▸ TRECHO EXIBIDO
╭──
Lília Cabral se diverte com a as vilanias de sua personagem

Assim que recebeu a sinopse de Chocolate com Pimenta, Lília Cabral se viu tomada por uma curiosa mania: recortava todas as fotos de mulheres que encontrava em colunas sociais de jornais e revistas. A atriz confessa aos risos que chegava a pedir para arrancar páginas de velhas revistas folheadas na sala de espera do dentista, do cabeleireiro ou da manicure. Foi assim que ela começou a se aproximar da personalidade de Bárbara, a mulher do prefeito de Ventura, Vivaldo, vivido por Fúlvio Stefanini. “Sempre que me deparo com uma nova personagem, fico ligada o tempo inteiro. Parece que tudo pode servir à composição”, justifica a atriz, com ar elétrico.

A face “mulher de político” também não foi esquecida. A maior inspiração veio de Hillary Clinton, esposa do ex-Presidente dos Estados Unidos, Bill Clinton. “Nas fotos, ela aparece sempre séria, não ri quase nunca”, observa a atriz, dando pistas de seu processo de composição. A intenção, ela destaca, nunca foi “copiar” expressões ou comportamentos típicos, mas apenas ter a certeza de que existem mulheres como Bárbara na vida real. Da mesma forma, foi inspirada na “eterna rivalidade feminina” que Lília desenhou a relação de Bárbara com Jezebel, a megera interpretada por Elizabeth Savalla. “Duvido que exista mulher que não se identifique em algum momento com a ?disputa? delas”, aposta.

De fala mansa e tranqüila, Lília escancara um enorme sorriso ao comentar as maldades da personagem. Não que ela tenha qualquer predileção pelas vilãs. Aliás, se precisar encarar cenas de violência física, a atriz logo toma antipatia delas. “Quando tenho de fazer, faço. Mas não gosto de dar tapas na cara, ameaçar, apontar armas”, deixa claro. Este não é, definitivamente, o caso da primeira-dama de Ventura. Lília atribui a “leveza” de suas maldades ao humor do texto de Walcyr Carrasco e ao “clima” dos anos 20 do século passado, que conferem à personagem uma saborosa ambigüidade. “O tom da comédia ameniza o lado ruim dos personagens. Nada fica óbvio”, explica a atriz, completamente fascinada pela face divertida de Bárbara.
╰──
▸ DADOS REGISTRADOS
╭──
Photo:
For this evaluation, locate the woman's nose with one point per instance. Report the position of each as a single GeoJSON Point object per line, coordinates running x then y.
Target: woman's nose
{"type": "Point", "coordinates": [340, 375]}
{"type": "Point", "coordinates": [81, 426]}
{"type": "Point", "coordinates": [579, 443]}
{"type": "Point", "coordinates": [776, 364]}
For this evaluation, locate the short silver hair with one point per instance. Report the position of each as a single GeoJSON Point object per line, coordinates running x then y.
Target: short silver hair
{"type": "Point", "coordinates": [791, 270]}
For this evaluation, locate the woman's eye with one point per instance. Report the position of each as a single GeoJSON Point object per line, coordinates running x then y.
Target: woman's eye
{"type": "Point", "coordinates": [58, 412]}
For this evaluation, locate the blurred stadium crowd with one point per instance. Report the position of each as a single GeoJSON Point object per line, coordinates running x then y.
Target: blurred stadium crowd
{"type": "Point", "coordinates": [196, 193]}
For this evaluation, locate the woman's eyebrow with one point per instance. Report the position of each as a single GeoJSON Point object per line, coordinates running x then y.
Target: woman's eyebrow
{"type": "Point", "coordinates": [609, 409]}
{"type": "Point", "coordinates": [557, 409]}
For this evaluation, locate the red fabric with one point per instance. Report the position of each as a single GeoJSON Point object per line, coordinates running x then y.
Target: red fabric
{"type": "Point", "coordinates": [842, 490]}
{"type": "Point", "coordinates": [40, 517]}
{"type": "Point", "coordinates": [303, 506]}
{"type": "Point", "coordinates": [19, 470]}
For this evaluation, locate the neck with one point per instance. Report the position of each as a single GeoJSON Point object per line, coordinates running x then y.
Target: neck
╰──
▸ OBJETIVO DA TAREFA
Indique se cada uma das afirmações a seguir concorda com o texto sobre Lília Cabral, respondendo sim ou não e citando literalmente as palavras do texto que decidem a resposta: 1. Jezebel é interpretada por Lília Cabral. 2. A maior inspiração para o lado de mulher de político de Bárbara foi Hillary Clinton. 3. Lília Cabral gosta de fazer cenas de violência física. Os itens vêm de outra fonte.

▸ RESPOSTA COMPLETA
1. Não: "Jezebel, a megera interpretada por Elizabeth Savalla".
2. Sim: "A maior inspiração veio de Hillary Clinton".
3. Não: "Mas não gosto de dar tapas na cara, ameaçar, apontar armas".